_TASK TO CARRY OUT_
All entries below need to be written out exactly, but without their pictures.

Point localization data:
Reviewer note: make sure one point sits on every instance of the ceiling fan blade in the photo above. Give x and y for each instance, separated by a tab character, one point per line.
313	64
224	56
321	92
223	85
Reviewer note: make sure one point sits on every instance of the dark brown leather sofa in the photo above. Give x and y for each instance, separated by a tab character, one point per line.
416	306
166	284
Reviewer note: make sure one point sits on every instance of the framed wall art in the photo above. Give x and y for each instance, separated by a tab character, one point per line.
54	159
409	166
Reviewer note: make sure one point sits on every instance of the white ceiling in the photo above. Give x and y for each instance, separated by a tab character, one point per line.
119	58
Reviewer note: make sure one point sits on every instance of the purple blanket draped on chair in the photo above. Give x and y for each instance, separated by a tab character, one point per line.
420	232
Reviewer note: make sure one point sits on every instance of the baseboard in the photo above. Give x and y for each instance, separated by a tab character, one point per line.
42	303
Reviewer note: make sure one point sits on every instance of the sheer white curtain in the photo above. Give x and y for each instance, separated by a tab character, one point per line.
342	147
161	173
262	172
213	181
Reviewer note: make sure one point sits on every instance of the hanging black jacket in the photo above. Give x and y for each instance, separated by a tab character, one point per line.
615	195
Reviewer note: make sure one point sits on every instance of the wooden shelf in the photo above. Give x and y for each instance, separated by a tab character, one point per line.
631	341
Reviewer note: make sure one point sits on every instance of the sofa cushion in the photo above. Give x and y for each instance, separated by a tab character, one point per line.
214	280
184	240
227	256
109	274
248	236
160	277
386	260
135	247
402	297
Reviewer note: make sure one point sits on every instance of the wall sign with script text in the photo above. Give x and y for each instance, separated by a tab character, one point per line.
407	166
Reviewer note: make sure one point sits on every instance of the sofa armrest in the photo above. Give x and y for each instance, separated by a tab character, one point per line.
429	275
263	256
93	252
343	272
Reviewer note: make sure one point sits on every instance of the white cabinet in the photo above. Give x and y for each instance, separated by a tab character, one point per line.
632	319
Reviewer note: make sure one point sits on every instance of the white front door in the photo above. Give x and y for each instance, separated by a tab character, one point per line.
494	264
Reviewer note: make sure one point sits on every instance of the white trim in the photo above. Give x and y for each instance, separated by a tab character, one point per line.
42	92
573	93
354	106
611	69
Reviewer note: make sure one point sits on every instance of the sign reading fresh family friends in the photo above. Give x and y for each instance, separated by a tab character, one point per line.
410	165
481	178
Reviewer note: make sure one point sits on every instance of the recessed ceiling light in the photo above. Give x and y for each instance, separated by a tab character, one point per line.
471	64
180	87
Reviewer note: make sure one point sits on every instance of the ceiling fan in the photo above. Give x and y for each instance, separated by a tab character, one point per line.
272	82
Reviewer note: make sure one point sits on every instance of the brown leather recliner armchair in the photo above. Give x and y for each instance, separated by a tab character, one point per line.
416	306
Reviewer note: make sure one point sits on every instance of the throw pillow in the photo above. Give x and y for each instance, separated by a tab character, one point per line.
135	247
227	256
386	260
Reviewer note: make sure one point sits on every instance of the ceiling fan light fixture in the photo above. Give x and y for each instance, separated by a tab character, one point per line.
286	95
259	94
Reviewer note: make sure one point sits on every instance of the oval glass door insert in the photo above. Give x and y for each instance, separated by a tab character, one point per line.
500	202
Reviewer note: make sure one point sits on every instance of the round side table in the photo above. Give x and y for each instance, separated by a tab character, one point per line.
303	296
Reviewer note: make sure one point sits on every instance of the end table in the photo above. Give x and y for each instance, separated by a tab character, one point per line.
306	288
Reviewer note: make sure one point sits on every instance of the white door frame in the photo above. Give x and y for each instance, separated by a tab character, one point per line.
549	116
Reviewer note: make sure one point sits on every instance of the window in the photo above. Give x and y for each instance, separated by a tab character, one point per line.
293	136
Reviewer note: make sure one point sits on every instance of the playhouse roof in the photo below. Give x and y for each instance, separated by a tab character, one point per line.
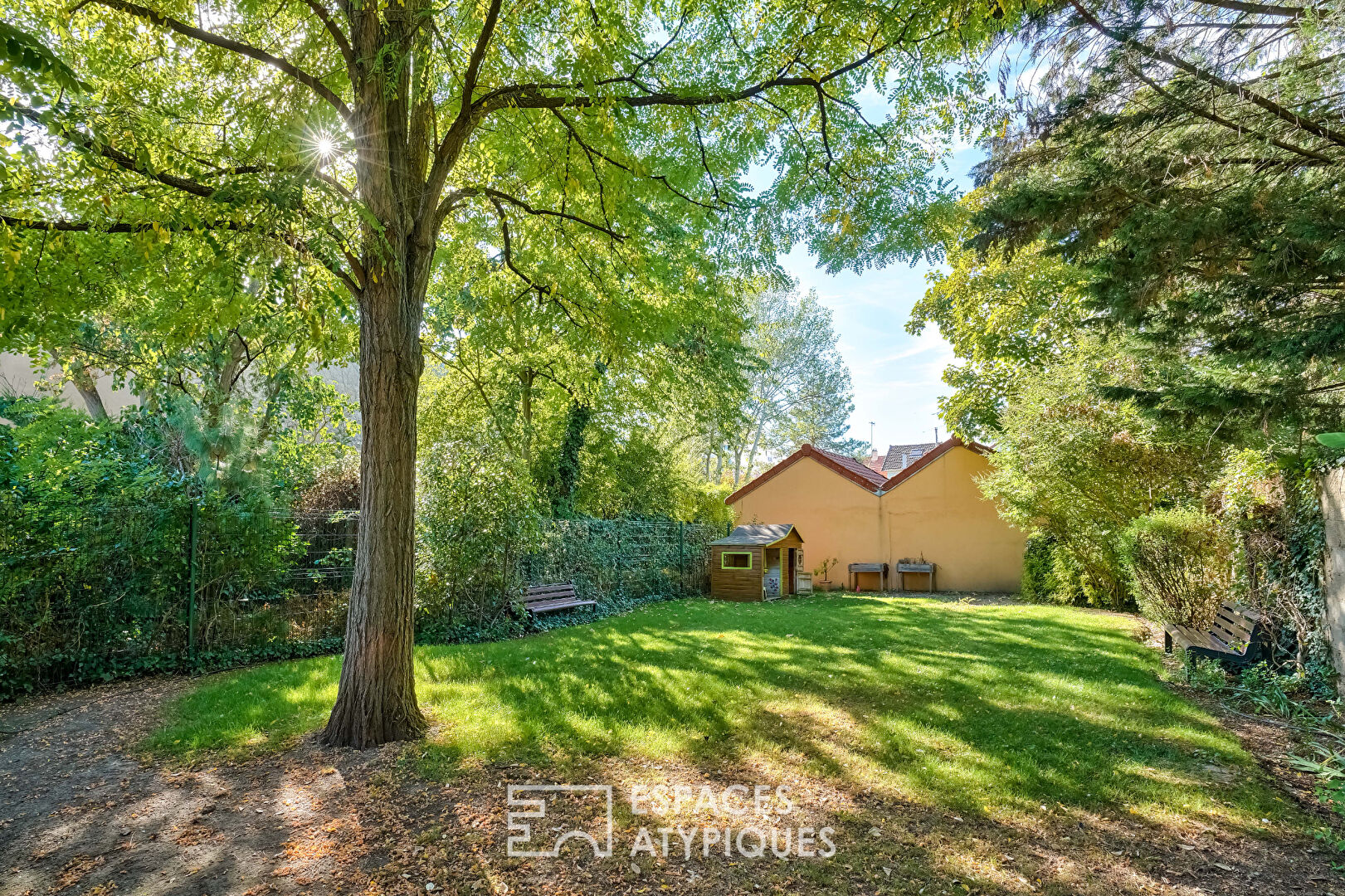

_SOLUTION TO THIS PROBLEM_
Reviewer note: make sure one point sits on every instance of the ceiling fan blade in the photo above. Give x and y for each instance, separated by a tab character, one point per line.
313	64
224	56
321	92
223	85
Reviewer note: make sure one point sits on every instance of the dark brown leather sofa in the photo above. Give x and y for each instance, separated by a tab character, one point per line.
416	306
166	284
Reviewer note: make sure one point sits on every instance of the framed wall art in the photo above. Give x and y for each instance, separated by a tab character, one point per line.
54	159
409	166
Reviewer note: make sure one point sits on every instance of the white ceiling in the photo above. Give x and y for each instance, separated by a tab character, one point per line.
119	58
Reviewer note: make sure one point sits on every instance of the purple blanket draped on chair in the photo above. Give x and y for each instance, separated by a tab character, one point per line.
420	232
Reviewer note: make sure one point sits on every instance of the baseboard in the photo above. Give x and y for each instance, separated by a tab character, one point per line.
42	303
Reviewer note: make sure one point sits on every instance of the sheer white curtain in the photo above. Give x and y for each instance, separated by a tab character, one point per line.
342	147
161	173
262	172
213	181
Reviewer note: make sure one point sits on every instance of the hanging black jacket in the photo above. Give x and y for each instance, separated by a tab character, one point per line.
615	195
Reviewer note: make sure one point sits on every instance of the wooden shelf in the photo above. Give x and y for each instance, separated by a tab character, one point per line.
631	341
Reviewer note: make sure one point sits on every instance of the sofa cushion in the photo above. Give x and y for each instance, separated by a tab character, one point per line.
214	280
184	240
227	256
109	274
248	236
160	277
386	260
135	247
402	297
Reviewer note: make sure one point sits on every instance of the wall sign with script text in the photo above. Give x and y for each instance, separated by a tab character, one point per line.
407	166
Reviewer note: make sure one point sits on every instance of the sofa armrest in the photo above. Give x and y for each instance, separated by a tab character, one point per line.
429	275
263	256
93	252
343	272
Reviewer note: make sure one point sits on every instance of the white cabinet in the photo above. Give x and y for each instance, separated by a tab character, one point per line.
632	319
Reviewer note: make sure one point sits on every instance of the white front door in the photo above. Give x and y for each instance, separated by a tab character, one point per line.
494	264
Reviewer note: make sure one point sits on every instance of the white trim in the photo above. Give x and y for each instance, separated by a tab character, one point per line.
42	92
573	93
354	106
611	69
Reviewer note: make sure one point sits on every instance of the sign reading fresh family friends in the photo above. Give x and y for each instance, separated by a tab character, one point per line.
410	165
481	178
Reviewer note: make sure one point sits on every instance of the recessed ceiling light in the photo above. Give x and y for each instance, separated by a tab character, one point per line.
471	64
180	87
Reviewer note: make sure one point sits on every instance of the ceiling fan in the photo above. Give x and y for each instance, separated by a tab character, one point per line.
272	82
Reviewer note: make sure one point sits on every instance of the brown leather recliner armchair in the photo above. Give x and y for each instance, separated by a tab character, one point per line.
416	306
Reviewer note: make sure one point sits on every instance of the throw pillow in the photo above. Give x and y for each instance, separated by a tab character, one point per line.
135	247
227	256
386	260
Reviewer note: make sure one point sits on every instance of the ceiling fan light fixture in the photo above. Give x and y for each instance, separated by a tab character, one point per line.
286	95
259	94
Reviewer note: make sure one point sits on every instance of the oval glass door insert in the photo above. Give x and y for each instance, separated by a tab character, one point per line.
500	202
Reviewer note: make sure one point sits on every instance of the round side table in the photo above. Give x and y for each instance, separated by a tab character, one point per line.
303	296
Reviewer note: make sure one point sits on every instance of the end table in the photo above. Give x and y for each instance, separated by a tab character, one point per line.
306	288
Reviewer note: make sure one point sits on every instance of the white door frame in the photo above. Give x and y for each instance, separated by a tab character, one point per line.
549	116
Reviewer note: make sure one point sits on every instance of the window in the photo above. Give x and y for each instance, separated by a tab character, one point per line.
293	136
Reviewer note: make sure one point sits on every instance of the playhouse roof in the photo below. Give x and y for each instance, separated by a tab character, one point per line.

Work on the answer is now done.